Directions for this task >>
Every entry must be printed again exactly, with nothing left out.

Source material >>
----------------

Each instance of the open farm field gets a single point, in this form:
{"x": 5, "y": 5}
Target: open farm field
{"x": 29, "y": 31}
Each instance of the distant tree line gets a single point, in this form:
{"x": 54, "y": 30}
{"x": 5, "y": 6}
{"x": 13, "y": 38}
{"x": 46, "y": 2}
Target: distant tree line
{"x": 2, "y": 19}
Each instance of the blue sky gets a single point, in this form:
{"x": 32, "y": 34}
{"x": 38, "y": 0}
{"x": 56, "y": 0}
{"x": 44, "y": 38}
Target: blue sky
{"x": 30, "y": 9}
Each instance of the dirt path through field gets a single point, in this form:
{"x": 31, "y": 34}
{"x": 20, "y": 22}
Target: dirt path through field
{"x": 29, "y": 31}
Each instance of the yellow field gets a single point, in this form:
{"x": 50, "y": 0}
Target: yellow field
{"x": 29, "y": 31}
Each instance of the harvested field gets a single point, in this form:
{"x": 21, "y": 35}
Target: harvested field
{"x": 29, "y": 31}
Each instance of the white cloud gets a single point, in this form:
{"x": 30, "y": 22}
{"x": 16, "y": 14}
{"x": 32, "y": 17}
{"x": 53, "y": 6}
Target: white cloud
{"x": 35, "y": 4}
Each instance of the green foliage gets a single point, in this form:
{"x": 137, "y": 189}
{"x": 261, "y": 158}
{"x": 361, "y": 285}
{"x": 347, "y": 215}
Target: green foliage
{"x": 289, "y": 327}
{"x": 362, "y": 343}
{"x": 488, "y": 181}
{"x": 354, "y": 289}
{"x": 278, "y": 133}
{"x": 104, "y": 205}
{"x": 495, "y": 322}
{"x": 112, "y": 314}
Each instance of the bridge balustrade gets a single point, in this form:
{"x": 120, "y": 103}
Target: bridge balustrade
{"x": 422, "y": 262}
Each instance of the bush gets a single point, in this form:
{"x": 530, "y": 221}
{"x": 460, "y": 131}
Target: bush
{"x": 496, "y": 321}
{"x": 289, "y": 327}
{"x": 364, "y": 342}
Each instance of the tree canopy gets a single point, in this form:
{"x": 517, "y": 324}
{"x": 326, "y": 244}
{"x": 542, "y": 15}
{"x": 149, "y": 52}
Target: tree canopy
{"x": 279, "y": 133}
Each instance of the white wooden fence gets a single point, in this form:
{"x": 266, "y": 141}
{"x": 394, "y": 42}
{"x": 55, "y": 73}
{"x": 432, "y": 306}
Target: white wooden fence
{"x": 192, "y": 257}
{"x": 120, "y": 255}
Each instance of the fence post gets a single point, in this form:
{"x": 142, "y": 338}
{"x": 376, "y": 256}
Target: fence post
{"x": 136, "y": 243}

----------------

Solution to this problem >>
Each instance of the open farm field gets a single point, in this form:
{"x": 5, "y": 5}
Target: open farm field
{"x": 29, "y": 31}
Each instance of the distant tree line gets a single point, in this form:
{"x": 54, "y": 30}
{"x": 5, "y": 6}
{"x": 13, "y": 38}
{"x": 46, "y": 2}
Target: distant tree line
{"x": 2, "y": 19}
Each instance of the blue sky gets a single point, in this form:
{"x": 32, "y": 34}
{"x": 38, "y": 0}
{"x": 56, "y": 0}
{"x": 44, "y": 38}
Target: blue sky
{"x": 30, "y": 9}
Each instance of the dirt path through field gets a single point, in this form:
{"x": 31, "y": 34}
{"x": 20, "y": 22}
Target: dirt path through field
{"x": 29, "y": 31}
Each instance of the yellow field gets a single point, in this form:
{"x": 50, "y": 0}
Target: yellow field
{"x": 29, "y": 31}
Each instance of the harvested field gets a single point, in this form:
{"x": 21, "y": 35}
Target: harvested field
{"x": 29, "y": 31}
Each instance of the white cloud gets a single point, in this form:
{"x": 30, "y": 22}
{"x": 16, "y": 14}
{"x": 32, "y": 17}
{"x": 53, "y": 6}
Target: white cloud
{"x": 35, "y": 4}
Each instance of the green foliage gets a single point, in this form:
{"x": 137, "y": 189}
{"x": 261, "y": 158}
{"x": 361, "y": 285}
{"x": 347, "y": 215}
Target: green foliage
{"x": 289, "y": 327}
{"x": 362, "y": 343}
{"x": 488, "y": 181}
{"x": 354, "y": 289}
{"x": 278, "y": 133}
{"x": 104, "y": 205}
{"x": 495, "y": 322}
{"x": 112, "y": 314}
Each instance of the bridge balustrade gets a single point, in this form:
{"x": 120, "y": 103}
Target: bridge balustrade
{"x": 422, "y": 262}
Each instance of the bush gets a single point, in this form:
{"x": 530, "y": 221}
{"x": 460, "y": 131}
Target: bush
{"x": 496, "y": 321}
{"x": 289, "y": 327}
{"x": 364, "y": 342}
Each instance of the tree canopy gets a single point, in this form:
{"x": 517, "y": 324}
{"x": 326, "y": 244}
{"x": 542, "y": 15}
{"x": 149, "y": 52}
Target: tree canopy
{"x": 279, "y": 133}
Each instance of the white wooden fence gets a single point, in this form:
{"x": 266, "y": 141}
{"x": 394, "y": 42}
{"x": 55, "y": 73}
{"x": 432, "y": 306}
Target: white wooden fence
{"x": 192, "y": 257}
{"x": 120, "y": 255}
Each instance of the fence post gets a single point, in this form:
{"x": 142, "y": 338}
{"x": 376, "y": 256}
Target: fence post
{"x": 136, "y": 243}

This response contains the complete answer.